= Extrait du texte =
Ce qui nous amène à la conclusion vérifiée dans les faits et les chiffres : ce sont les travailleurs, salariées et appointés, secteurs privé et du public, ainsi que les allocataires sociaux qui financent la grande part des finances publiques via l’impôt direct.

Des travailleurs qui, nous en convenons, paient trop vite trop d’impôts.

La première tranche d’imposition sur les plus bas revenus reste fixée à 25% : un salarié commence à payer de l’impôt dès …623 euros brut par mois (7 476 euros/an). Et celui qui gagne 1 500 euros bruts est déjà soumis au taux marginal de 45%[7].

Dès lors, relever la quotité exemptée d’impôt, alléger le prélèvement fiscal sur les tranches de revenus les plus basses – ce que prône également Didier Reynders -, voilà bien une mesure bien- venue et qui pourrait être neutre sur le plan budgétaire, une mesure qui ne mettrait pas en péril les dépenses sociales de l’Etat. A condition que d’autres facultés contributives soient réellement sollicitées : hauts revenus, dividendes, plus-values boursières, bénéfices des sociétés, grosses fortunes… !

= Extraits de données =
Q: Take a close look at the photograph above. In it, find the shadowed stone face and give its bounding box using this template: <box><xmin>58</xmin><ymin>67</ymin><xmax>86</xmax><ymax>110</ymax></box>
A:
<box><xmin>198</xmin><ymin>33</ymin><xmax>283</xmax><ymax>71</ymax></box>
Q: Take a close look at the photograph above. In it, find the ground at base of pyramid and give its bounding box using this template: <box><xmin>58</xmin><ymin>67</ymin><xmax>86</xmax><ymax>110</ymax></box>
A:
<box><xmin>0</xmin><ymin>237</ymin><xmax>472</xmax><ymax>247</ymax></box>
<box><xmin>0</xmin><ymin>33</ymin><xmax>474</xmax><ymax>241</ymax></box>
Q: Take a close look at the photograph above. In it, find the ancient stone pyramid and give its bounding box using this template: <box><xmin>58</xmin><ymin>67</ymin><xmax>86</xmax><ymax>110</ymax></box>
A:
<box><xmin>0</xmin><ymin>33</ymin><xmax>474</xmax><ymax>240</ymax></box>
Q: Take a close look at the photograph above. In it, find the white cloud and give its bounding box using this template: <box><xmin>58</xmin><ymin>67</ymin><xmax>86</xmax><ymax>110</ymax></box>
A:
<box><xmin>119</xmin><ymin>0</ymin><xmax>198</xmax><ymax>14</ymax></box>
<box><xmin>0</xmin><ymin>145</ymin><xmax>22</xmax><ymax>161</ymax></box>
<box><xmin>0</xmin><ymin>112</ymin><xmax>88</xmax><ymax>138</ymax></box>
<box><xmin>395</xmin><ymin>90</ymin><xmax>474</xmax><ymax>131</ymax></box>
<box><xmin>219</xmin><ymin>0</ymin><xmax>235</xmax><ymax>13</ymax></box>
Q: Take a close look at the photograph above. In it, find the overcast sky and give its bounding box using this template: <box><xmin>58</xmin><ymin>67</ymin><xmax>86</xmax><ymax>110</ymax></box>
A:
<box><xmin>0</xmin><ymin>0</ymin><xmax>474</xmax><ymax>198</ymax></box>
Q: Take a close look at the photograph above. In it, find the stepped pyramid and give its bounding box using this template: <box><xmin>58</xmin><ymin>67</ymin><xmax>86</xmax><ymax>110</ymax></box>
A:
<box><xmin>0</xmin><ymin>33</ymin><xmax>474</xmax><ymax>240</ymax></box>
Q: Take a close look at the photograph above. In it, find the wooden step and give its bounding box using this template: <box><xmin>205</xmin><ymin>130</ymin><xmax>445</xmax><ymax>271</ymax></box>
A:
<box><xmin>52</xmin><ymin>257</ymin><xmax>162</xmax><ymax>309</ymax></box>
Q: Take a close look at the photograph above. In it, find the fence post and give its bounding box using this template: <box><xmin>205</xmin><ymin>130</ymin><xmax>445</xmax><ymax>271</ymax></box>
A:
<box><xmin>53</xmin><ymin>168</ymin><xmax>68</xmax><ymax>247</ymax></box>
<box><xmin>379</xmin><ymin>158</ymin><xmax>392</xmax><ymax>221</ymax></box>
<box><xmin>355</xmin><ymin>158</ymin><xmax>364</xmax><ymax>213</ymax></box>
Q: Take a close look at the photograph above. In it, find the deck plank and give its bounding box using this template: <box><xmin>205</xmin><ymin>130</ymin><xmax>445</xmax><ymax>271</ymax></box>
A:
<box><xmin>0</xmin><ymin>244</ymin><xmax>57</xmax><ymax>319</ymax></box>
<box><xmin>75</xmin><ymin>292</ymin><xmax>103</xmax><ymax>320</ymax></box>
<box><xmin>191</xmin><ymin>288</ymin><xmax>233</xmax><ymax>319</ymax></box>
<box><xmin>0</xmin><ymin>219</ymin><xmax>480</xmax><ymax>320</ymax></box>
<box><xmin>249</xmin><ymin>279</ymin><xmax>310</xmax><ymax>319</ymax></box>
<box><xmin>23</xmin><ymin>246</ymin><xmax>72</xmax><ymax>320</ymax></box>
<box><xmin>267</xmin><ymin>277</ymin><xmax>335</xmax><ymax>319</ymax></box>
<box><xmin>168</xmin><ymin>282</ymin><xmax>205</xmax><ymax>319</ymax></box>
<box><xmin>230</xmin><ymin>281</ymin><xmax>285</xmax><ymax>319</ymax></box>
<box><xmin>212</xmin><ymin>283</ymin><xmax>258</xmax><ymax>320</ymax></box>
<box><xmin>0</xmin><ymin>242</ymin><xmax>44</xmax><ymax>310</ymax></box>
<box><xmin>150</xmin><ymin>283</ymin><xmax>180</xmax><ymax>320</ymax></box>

= Consignes =
(A) D'après l'extrait sur l'impôt, à partir de quel revenu brut un salarié commence-t-il à payer de l'impôt ?
(B) Pour chacune des affirmations suivantes, indiquez si elle concorde avec l'extrait sur l'impôt, en citant les mots décisifs : (i) la première tranche d'imposition sur les plus bas revenus est fixée à 25 % ; (ii) un salarié qui gagne 1 500 euros bruts est soumis à un taux marginal de 35 % ; (iii) Didier Reynders prône lui aussi un allègement du prélèvement fiscal sur les tranches de revenus les plus basses.

= Corrigé =
(A) Dès 623 euros brut par mois, soit 7 476 euros par an.

(B)
(i) Oui : « La première tranche d’imposition sur les plus bas revenus reste fixée à 25% ».
(ii) Non : « celui qui gagne 1 500 euros bruts est déjà soumis au taux marginal de 45% ».
(iii) Oui : « ce que prône également Didier Reynders ».